Start of Exercise input
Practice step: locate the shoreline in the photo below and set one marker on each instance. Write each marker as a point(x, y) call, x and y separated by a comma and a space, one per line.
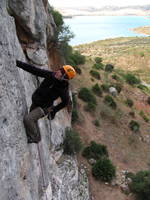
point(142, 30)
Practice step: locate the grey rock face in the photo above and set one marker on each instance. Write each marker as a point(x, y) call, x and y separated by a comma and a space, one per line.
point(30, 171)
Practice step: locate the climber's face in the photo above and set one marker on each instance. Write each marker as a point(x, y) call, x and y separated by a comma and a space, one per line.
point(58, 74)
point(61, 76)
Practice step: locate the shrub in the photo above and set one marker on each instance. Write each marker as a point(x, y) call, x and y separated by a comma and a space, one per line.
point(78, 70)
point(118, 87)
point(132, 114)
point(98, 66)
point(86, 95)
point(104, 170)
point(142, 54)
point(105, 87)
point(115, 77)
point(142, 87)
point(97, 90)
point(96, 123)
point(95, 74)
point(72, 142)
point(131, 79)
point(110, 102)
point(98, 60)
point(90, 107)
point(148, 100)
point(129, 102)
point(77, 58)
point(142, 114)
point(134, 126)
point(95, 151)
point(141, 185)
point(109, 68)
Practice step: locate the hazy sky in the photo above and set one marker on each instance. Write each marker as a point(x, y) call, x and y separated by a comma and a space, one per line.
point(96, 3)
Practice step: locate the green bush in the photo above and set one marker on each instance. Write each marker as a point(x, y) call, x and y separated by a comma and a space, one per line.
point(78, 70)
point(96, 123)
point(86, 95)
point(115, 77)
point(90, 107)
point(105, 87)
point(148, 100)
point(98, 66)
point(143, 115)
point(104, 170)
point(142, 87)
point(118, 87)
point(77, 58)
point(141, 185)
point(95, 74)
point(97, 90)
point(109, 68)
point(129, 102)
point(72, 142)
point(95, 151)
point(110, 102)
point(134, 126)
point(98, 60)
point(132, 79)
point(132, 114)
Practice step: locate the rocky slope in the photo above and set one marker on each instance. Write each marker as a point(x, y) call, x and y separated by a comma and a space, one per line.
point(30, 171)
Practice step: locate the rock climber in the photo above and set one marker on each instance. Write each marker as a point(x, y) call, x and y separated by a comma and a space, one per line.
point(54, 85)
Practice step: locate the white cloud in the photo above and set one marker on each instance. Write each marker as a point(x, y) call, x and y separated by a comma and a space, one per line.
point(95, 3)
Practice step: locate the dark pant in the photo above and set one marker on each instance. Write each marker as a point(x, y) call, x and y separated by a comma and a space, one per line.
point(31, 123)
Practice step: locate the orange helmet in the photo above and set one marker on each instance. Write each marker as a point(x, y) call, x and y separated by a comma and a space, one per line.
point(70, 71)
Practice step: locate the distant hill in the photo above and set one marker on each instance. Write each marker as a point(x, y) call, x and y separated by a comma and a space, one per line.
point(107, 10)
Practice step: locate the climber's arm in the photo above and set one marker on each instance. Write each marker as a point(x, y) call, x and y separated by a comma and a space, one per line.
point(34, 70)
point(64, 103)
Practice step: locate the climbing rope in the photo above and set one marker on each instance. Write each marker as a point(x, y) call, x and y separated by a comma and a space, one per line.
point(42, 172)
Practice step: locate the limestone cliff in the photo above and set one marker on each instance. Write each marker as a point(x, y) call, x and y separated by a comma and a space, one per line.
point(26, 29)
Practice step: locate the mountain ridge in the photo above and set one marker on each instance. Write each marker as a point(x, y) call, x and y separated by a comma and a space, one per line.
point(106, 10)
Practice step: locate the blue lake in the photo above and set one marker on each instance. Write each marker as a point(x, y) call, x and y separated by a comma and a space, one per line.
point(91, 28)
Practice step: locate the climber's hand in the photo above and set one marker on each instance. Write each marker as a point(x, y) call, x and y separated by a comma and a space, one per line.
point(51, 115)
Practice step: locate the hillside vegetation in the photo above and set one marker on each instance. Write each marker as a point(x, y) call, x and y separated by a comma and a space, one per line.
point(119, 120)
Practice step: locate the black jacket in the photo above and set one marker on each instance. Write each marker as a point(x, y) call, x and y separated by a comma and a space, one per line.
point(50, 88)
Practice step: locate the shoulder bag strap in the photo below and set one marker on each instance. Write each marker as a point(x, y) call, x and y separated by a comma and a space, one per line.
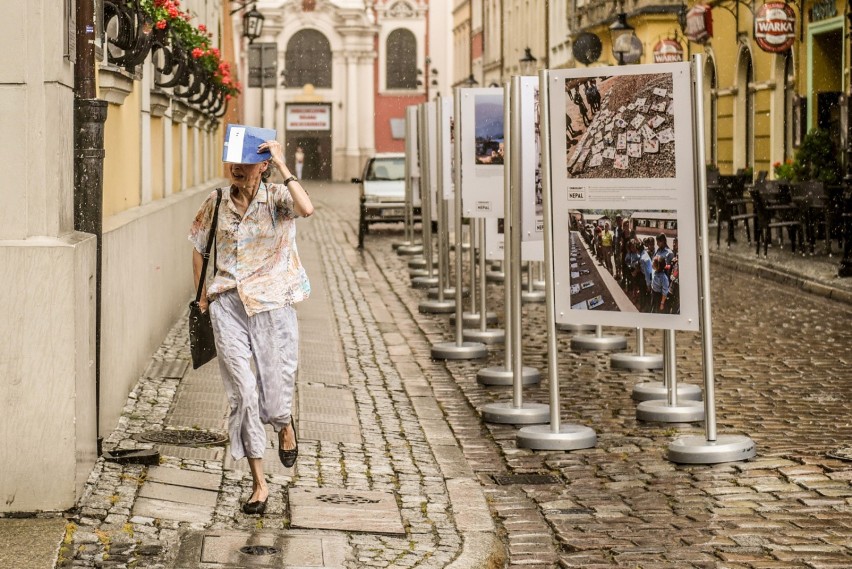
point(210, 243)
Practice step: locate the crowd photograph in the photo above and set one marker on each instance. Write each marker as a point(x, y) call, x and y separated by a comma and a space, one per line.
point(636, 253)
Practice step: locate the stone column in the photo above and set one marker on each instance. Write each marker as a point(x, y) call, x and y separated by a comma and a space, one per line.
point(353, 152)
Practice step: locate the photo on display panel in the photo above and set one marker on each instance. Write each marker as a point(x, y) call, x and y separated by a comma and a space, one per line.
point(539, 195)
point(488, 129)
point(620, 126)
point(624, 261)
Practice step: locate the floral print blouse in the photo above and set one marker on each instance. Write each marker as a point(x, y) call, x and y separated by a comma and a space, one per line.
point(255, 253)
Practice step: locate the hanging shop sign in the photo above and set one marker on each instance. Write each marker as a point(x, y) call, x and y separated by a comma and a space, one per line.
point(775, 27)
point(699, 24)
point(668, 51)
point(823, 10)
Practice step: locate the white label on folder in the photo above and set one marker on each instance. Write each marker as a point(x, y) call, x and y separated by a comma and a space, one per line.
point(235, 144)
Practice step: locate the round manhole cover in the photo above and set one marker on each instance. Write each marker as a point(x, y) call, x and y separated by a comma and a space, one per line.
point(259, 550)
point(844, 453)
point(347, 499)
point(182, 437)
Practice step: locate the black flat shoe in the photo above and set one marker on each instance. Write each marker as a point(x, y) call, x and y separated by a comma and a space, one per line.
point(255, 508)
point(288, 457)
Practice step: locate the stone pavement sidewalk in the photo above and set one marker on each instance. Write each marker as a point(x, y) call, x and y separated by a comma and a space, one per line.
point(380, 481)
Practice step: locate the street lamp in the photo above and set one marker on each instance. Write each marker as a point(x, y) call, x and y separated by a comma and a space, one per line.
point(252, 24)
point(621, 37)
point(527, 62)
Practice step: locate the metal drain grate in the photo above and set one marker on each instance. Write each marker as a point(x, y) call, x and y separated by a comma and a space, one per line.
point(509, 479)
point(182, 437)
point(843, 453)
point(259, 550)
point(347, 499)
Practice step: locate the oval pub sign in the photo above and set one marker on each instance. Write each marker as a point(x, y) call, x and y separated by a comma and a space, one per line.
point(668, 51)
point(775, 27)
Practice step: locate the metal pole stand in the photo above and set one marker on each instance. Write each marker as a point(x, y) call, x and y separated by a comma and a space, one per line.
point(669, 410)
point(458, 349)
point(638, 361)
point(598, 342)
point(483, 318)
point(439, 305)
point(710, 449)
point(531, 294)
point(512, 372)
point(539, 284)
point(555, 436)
End of Exercise input
Copy out the data exactly, beginning at the line that contains "Practice step: locate the hillside" and stopping after the line that contains "point(119, 120)".

**Worked solution:**
Practice step: locate the hillside vegetation in the photo above and set one marker on each instance. Write each marker as a point(x, y) call, x and y separated by a comma and a space, one per line.
point(119, 120)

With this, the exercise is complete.